■ Given instruction ■
Please quote every line word for word.

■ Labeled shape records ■
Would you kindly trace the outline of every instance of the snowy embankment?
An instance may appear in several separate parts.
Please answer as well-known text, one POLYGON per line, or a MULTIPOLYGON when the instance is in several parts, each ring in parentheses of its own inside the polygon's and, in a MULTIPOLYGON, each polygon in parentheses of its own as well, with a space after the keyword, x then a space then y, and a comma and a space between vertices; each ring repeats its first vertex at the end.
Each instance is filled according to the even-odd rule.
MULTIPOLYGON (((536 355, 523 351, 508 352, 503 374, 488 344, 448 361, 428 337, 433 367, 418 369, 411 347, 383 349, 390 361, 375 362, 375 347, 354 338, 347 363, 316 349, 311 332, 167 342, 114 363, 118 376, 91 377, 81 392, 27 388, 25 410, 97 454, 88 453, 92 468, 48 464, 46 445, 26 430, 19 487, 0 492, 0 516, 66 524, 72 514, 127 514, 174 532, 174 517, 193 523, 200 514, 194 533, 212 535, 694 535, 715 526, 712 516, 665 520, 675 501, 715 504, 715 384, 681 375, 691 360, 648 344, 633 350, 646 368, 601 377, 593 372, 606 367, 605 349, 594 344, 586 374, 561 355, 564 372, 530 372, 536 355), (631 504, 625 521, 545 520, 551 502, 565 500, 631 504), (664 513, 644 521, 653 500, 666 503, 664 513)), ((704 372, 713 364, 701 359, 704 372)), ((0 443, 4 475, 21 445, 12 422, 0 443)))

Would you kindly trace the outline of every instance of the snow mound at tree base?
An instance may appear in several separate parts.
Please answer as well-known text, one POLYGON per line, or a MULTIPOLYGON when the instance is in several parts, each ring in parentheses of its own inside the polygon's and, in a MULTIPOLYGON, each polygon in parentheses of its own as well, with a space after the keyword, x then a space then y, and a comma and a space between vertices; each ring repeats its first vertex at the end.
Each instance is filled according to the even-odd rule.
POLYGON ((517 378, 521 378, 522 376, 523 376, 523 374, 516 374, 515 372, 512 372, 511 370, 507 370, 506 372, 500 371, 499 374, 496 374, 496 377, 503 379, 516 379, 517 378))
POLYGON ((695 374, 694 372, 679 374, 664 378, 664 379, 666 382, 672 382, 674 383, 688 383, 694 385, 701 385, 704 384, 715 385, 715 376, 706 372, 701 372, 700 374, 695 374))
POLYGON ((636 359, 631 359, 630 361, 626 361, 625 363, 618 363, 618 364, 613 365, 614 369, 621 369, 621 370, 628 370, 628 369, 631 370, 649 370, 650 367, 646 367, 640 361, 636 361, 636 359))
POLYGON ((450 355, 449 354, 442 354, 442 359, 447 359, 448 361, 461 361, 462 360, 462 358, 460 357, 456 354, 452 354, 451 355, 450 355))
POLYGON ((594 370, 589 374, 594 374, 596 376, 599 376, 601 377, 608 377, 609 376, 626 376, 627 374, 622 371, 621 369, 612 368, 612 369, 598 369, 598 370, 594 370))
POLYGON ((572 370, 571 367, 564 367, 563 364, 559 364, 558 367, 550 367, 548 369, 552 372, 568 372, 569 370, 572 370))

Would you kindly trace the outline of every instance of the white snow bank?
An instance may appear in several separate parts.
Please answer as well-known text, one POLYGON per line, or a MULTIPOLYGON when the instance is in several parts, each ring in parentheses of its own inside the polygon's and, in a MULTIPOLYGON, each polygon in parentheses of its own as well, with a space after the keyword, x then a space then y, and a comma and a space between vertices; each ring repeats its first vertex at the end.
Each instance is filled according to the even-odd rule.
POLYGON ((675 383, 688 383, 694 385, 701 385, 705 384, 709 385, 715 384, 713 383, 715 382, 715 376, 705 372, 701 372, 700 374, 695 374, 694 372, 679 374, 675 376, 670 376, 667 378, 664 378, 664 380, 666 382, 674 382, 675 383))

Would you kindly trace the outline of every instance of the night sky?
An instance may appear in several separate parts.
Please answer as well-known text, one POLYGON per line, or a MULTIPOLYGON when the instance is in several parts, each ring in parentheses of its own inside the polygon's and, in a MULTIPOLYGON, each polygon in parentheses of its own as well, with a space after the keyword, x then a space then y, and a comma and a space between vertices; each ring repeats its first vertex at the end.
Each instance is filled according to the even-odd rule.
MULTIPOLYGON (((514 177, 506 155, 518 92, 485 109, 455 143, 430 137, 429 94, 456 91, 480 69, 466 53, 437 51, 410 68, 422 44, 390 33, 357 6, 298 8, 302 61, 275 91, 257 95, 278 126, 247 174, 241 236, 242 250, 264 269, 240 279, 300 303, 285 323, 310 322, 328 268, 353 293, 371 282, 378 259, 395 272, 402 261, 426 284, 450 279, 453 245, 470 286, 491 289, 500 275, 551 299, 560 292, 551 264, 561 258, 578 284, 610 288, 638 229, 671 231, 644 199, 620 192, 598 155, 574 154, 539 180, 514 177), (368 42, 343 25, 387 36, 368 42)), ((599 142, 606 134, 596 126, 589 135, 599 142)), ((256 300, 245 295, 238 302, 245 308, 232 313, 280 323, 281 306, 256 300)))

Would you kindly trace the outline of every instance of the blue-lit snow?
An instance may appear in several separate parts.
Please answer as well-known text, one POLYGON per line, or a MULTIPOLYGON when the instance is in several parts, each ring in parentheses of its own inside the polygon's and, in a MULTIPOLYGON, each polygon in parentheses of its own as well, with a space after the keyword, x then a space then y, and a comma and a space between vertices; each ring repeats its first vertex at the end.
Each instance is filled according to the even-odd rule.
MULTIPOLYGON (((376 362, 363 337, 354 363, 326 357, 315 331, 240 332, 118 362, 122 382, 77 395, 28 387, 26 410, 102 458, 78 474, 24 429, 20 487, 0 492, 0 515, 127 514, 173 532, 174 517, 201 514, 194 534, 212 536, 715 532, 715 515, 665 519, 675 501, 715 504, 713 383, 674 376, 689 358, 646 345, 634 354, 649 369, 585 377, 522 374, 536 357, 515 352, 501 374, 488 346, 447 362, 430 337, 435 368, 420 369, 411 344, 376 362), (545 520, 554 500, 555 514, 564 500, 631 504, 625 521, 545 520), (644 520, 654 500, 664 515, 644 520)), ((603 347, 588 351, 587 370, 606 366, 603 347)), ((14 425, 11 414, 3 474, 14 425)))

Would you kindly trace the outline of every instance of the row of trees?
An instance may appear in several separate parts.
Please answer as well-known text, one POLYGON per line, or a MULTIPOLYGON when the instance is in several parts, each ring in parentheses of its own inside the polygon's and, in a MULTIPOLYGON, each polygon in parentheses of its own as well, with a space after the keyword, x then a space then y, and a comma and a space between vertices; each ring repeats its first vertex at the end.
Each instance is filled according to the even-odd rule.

■ Expected answer ■
Would you kindly trace the outline of every instance of the snowy embankment?
An instance may appear in several separate parts.
Please answer as well-known text, one POLYGON per line, or a MULTIPOLYGON when the instance is in several parts, each ring in parentheses of its own inside the polygon's and, in a MULTIPOLYGON, each polygon in parentheses of its own as well, with a space after the keyword, x then a space then y, and a comma and a space between vertices; each ring repeats its first vertex at the end.
Each instance is filled according to the even-odd rule.
MULTIPOLYGON (((536 355, 523 351, 508 352, 503 374, 488 344, 448 361, 428 337, 433 367, 418 369, 411 347, 383 349, 390 361, 375 362, 375 347, 354 338, 347 363, 316 349, 311 332, 167 342, 114 363, 118 376, 91 377, 81 392, 27 388, 25 410, 97 454, 88 453, 92 468, 48 464, 46 445, 26 430, 19 487, 0 492, 0 516, 66 524, 72 514, 127 514, 174 532, 174 517, 193 523, 200 514, 194 533, 212 535, 694 535, 715 526, 712 516, 665 520, 675 501, 715 504, 715 384, 681 375, 691 360, 648 344, 633 350, 646 368, 601 377, 593 372, 606 367, 605 349, 594 344, 586 374, 561 355, 564 372, 530 372, 536 355), (631 504, 625 521, 545 520, 551 502, 565 500, 631 504), (664 513, 644 521, 653 500, 666 503, 664 513)), ((704 372, 713 364, 701 359, 704 372)), ((0 443, 4 475, 21 445, 12 422, 0 443)))

Would you kindly trace the outline of every instance of the snow mound at tree base?
An instance may appear in several separate parts.
Please answer as well-known text, one POLYGON per line, or a MULTIPOLYGON when the instance is in several parts, each ring in parentheses of its own inside the polygon's and, in a MULTIPOLYGON, each polygon in parentheses of its own as well, with a space after the keyword, x then a space then y, and a comma and a space between vertices; each ring repeats its first vertex at the end.
Each instance is filled according to the even-odd rule.
POLYGON ((517 378, 521 378, 522 376, 523 376, 523 374, 516 374, 515 372, 512 372, 511 370, 507 370, 506 372, 500 371, 499 374, 496 374, 496 377, 503 379, 516 379, 517 378))
POLYGON ((695 374, 694 372, 679 374, 664 378, 664 379, 666 382, 672 382, 674 383, 688 383, 694 385, 701 385, 704 384, 715 385, 715 376, 706 372, 701 372, 700 374, 695 374))
POLYGON ((636 359, 631 359, 630 361, 626 361, 625 363, 618 363, 618 364, 613 365, 614 369, 621 369, 621 370, 628 370, 628 369, 631 370, 649 370, 650 367, 646 367, 640 361, 636 361, 636 359))
POLYGON ((450 355, 449 354, 442 354, 442 359, 447 359, 448 361, 461 361, 462 360, 462 358, 460 357, 456 354, 452 354, 451 355, 450 355))
POLYGON ((594 370, 589 374, 594 374, 596 376, 599 376, 601 377, 608 377, 609 376, 626 376, 627 374, 622 371, 621 369, 612 368, 612 369, 598 369, 598 370, 594 370))
POLYGON ((572 370, 571 367, 564 367, 563 364, 559 364, 558 367, 550 367, 548 369, 552 372, 568 372, 569 370, 572 370))

Would you kindly trace the outline of every instance of the white snow bank?
An instance may appear in several separate parts.
Please answer as well-known text, one POLYGON per line, or a MULTIPOLYGON when the instance is in several parts, each ring in parentheses of its own inside the polygon's and, in a MULTIPOLYGON, each polygon in parentheses of its own as well, with a space after the keyword, x then a space then y, and a comma and a space between vertices; each ring repeats its first vertex at the end.
Each instance is filled according to the even-odd rule.
POLYGON ((675 383, 688 383, 694 385, 701 385, 705 384, 709 385, 715 384, 713 383, 715 382, 715 376, 705 372, 701 372, 700 374, 695 374, 694 372, 679 374, 675 376, 670 376, 667 378, 664 378, 664 380, 666 382, 674 382, 675 383))

Would you kindly trace the outline of every instance of the night sky?
An instance may appear in several separate parts.
Please answer as well-known text, one POLYGON per line, or a MULTIPOLYGON when the instance is in several parts, each ring in parentheses of its own inside the polygon's and, in a MULTIPOLYGON, each polygon in parentheses of its own as well, with a space after the keyword, x then a space then y, and a comma and a space between vertices; each ring repeats its first vertex at the end.
Each instance is filled according to the even-odd rule.
MULTIPOLYGON (((514 177, 506 155, 518 92, 485 109, 455 143, 430 137, 429 94, 456 91, 480 69, 466 53, 437 51, 410 68, 422 44, 390 33, 357 6, 298 8, 302 61, 275 91, 257 95, 278 126, 247 174, 241 236, 242 250, 264 269, 240 279, 300 303, 285 323, 310 322, 328 268, 353 293, 371 282, 378 259, 395 272, 402 261, 426 284, 450 279, 453 245, 470 286, 491 289, 500 275, 551 299, 560 292, 551 264, 561 258, 578 284, 610 288, 638 229, 671 231, 644 199, 620 192, 598 155, 574 154, 539 180, 514 177), (368 42, 343 25, 387 36, 368 42)), ((599 142, 606 134, 596 126, 589 135, 599 142)), ((256 300, 245 295, 238 302, 245 308, 232 313, 280 323, 281 306, 256 300)))

Would you kindly trace the outline of every instance of the blue-lit snow?
An instance may appear in several separate parts.
Please answer as well-known text, one POLYGON per line, or a MULTIPOLYGON when the instance is in several parts, each ring in parentheses of its own inside the polygon's and, in a MULTIPOLYGON, each polygon in parentheses of its own as well, with a space after the keyword, x then a space then y, and a comma and a space between vertices; each ring repeats its first vertex at the end.
Each instance is filled according to the even-odd rule.
MULTIPOLYGON (((376 362, 363 337, 354 363, 326 357, 315 331, 240 332, 118 362, 122 382, 77 395, 28 387, 26 410, 102 458, 78 474, 24 429, 20 487, 0 492, 0 515, 127 514, 173 532, 174 517, 201 514, 194 534, 212 536, 715 532, 715 515, 665 519, 675 501, 715 504, 713 383, 674 376, 689 358, 646 345, 634 354, 649 369, 585 377, 522 374, 536 357, 515 352, 501 374, 488 346, 447 362, 430 337, 435 368, 420 369, 411 344, 376 362), (545 520, 554 500, 555 514, 564 500, 631 504, 625 521, 545 520), (644 520, 654 500, 664 515, 644 520)), ((603 347, 588 351, 587 370, 606 366, 603 347)), ((14 425, 11 414, 3 474, 14 425)))

Would you kindly trace the outline of every instance of the row of trees?
An instance may appear in several separate parts.
Please answer as well-known text, one POLYGON per line, or a MULTIPOLYGON when the instance is in several parts, each ring in parentheses of its own inside the polygon's and, in a MULTIPOLYGON, each polygon in parentheses of its own as well, with a space after the keyword, x then a space then y, and a comma and a space between vertices; each ring repeats its first vertex at the end.
Each instance is filled according to the even-odd rule.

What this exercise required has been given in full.